*Text excerpt*
"""

C preprocessors - for homework [closed] - c

It's difficult to tell what is being asked here. This question is ambiguous, vague, incomplete, overly broad, or rhetorical and cannot be reasonably answered in its current form. For help clarifying this question so that it can be reopened, visit the help center.
Closed 10 years ago.
Assignment:
You are required to implement a C preprocessor. The preprocessor is to be implemented as a command-line tool, the input to which is a C source file (.c extension) and the output is the preprocessed file (.i extension). The tool also takes several options.
$ cppr <options> file.c
On successful processing, file .i is produced.
<options> may be:
Preprocessor options-
-Aassertion -C -dD -dM -dN -Dmacro[=defn] -E -H
-idirafter dir -include file -imacros file
-iprefixfile -iwithprefix dir -M -MD -MM -MMD
-nostdinc –P -Umacro –undef
Directory options-
-Bprefix -Idir -I-
Implement any two of the above. This has to be decided during requirements phase.
These are the options defined by the GCC compiler. Refer to the manpage of GCC to understand the options.
You must implement the following features at a minimum:
Stripping off of comments
#ifdef and #endif
#define for constants (not macros)

It is not easy to answer not knowing what exactly you don't understand, but I'll try anyway, using my very limited C experience.
What is a preprocessor?
A preprocessor is a program that does some kind of processing on the code file before it is compiled. You can, for example, define a symbolic constant with a preprocessor directive:
#define PI 3.14159
Then you can use this value with a meaningful name across your code:
area = r * r * PI;
...
circumference = 2 * r * PI;
What the preprocessor does here is replace all occurrences of PI with the numeric value you specified:
area = r * r * 3.14159;
...
circumference = 2 * r * 3.14159;
You can also include code depending on whether or not a constant has already been defined somewhere else in your code (this is typically used in projects with multiple files):
#define WINDOWS
...
#ifdef WINDOWS
/* do Windows-specific stuff here */
#endif
The lines between #ifdef and #endif will only be included if the constant WINDOWS is defined before.
I hope that by now you have some idea about what your program should do.
Tips on implementing the "minimum features"
Here I'm going to give you some ideas on how to write the minimum features your professor requires. These are just off the top of my head, so please think about them first.

"""

*Tasks to complete*
1. In the homework thread, rewrite the paragraph beginning "You are required to implement a C preprocessor" more briefly, keeping its main facts.
2. From the homework thread, copy the passage from "C preprocessors - for" to "the help center." word for word.
The data that follow have no connection to the homework thread.

*Dataset*
"""

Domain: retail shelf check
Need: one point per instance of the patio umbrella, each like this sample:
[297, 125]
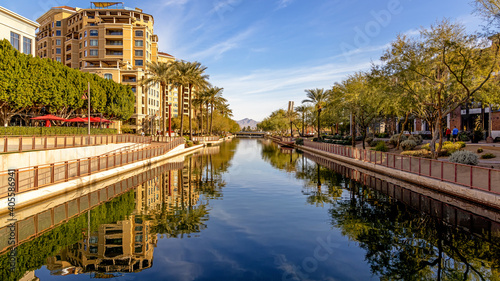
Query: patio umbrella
[48, 118]
[76, 119]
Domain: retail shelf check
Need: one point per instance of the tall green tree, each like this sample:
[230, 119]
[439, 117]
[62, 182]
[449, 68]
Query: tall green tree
[319, 98]
[441, 70]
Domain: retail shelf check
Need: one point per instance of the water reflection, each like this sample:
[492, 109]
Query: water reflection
[406, 236]
[104, 238]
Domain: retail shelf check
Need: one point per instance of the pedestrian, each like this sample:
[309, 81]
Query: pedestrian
[448, 133]
[455, 134]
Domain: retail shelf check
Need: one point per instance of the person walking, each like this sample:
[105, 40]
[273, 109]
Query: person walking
[455, 134]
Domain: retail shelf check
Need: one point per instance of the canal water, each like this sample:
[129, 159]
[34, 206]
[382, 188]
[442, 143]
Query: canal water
[250, 210]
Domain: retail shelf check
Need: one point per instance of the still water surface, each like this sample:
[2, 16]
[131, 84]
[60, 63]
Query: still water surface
[248, 210]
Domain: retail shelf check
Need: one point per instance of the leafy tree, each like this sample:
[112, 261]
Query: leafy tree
[317, 97]
[441, 70]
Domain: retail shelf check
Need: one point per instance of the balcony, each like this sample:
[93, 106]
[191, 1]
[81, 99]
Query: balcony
[114, 32]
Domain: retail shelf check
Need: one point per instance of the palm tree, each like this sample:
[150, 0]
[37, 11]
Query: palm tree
[201, 100]
[182, 71]
[159, 72]
[318, 97]
[302, 109]
[198, 80]
[215, 98]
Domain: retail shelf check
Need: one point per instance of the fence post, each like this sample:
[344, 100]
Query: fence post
[52, 172]
[35, 184]
[66, 170]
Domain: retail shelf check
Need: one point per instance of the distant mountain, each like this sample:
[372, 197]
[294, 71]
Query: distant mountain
[247, 122]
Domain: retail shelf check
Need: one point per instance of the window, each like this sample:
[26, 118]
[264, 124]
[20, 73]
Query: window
[27, 46]
[14, 40]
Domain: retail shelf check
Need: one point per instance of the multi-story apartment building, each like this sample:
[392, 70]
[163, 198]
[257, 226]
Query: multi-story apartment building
[19, 30]
[109, 40]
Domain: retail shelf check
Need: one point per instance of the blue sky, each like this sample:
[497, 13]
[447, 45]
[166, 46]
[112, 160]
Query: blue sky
[267, 52]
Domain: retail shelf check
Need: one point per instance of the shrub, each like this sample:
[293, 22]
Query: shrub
[408, 145]
[375, 142]
[464, 157]
[488, 156]
[394, 139]
[416, 138]
[381, 146]
[417, 153]
[464, 136]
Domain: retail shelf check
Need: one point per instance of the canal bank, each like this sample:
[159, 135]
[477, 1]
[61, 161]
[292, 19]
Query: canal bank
[27, 198]
[473, 195]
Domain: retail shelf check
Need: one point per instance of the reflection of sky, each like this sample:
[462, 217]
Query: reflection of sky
[261, 230]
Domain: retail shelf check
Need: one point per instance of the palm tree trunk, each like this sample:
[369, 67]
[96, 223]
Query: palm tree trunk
[190, 117]
[211, 117]
[181, 108]
[201, 118]
[164, 102]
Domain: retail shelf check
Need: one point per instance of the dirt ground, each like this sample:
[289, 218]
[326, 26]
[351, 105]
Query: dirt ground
[487, 148]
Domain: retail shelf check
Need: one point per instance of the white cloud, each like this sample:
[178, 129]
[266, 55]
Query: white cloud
[216, 51]
[284, 3]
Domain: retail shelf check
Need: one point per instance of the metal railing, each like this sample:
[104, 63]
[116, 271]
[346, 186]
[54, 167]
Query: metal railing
[27, 143]
[204, 139]
[47, 219]
[466, 175]
[32, 178]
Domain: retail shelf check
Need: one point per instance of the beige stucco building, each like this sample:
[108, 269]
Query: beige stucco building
[19, 30]
[113, 42]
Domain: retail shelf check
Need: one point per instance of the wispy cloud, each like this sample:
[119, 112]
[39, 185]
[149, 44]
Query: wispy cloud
[284, 3]
[217, 50]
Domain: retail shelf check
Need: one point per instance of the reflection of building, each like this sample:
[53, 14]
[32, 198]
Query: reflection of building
[19, 30]
[124, 246]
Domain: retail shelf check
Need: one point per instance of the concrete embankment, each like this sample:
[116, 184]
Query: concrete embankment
[36, 196]
[36, 158]
[473, 195]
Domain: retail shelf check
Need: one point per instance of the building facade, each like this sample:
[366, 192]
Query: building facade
[111, 41]
[20, 31]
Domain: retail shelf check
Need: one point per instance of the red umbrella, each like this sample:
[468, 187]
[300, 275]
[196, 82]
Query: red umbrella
[76, 119]
[49, 117]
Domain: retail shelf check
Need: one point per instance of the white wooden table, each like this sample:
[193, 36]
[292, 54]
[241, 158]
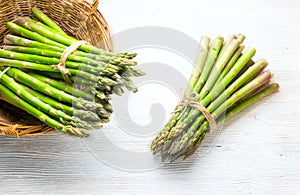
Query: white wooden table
[258, 151]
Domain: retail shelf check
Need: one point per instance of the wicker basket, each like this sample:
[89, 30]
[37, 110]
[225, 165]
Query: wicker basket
[78, 18]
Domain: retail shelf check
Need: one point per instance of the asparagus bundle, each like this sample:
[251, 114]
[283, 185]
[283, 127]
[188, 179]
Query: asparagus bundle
[65, 83]
[224, 81]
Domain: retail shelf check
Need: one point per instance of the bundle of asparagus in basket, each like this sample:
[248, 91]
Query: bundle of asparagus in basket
[63, 82]
[224, 81]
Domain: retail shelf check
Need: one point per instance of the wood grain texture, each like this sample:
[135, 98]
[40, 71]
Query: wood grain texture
[258, 151]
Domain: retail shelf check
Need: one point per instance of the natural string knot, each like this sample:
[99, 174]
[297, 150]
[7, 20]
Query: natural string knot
[62, 64]
[191, 100]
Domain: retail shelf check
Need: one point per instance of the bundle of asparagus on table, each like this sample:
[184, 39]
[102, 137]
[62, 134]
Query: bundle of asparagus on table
[224, 81]
[67, 90]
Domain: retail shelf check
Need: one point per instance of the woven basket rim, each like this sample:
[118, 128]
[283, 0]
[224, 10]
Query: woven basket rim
[8, 128]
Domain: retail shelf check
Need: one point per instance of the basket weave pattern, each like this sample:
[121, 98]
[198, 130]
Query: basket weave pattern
[78, 18]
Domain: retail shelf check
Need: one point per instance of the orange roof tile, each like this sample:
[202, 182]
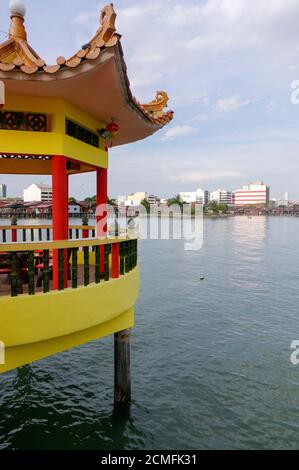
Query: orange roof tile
[17, 55]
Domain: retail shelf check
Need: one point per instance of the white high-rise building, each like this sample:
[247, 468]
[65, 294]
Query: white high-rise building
[38, 192]
[3, 191]
[222, 196]
[135, 199]
[254, 194]
[201, 196]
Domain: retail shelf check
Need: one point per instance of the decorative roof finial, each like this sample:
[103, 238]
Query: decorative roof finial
[17, 13]
[17, 8]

"""

*Responses to the tasks*
1. Build a C preprocessor as a command-line tool that takes a C source file (.c) as input, outputs the preprocessed file (.i), and accepts several options.

2.
C preprocessors - for homework [closed] - c

It's difficult to tell what is being asked here. This question is ambiguous, vague, incomplete, overly broad, or rhetorical and cannot be reasonably answered in its current form. For help clarifying this question so that it can be reopened, visit the help center.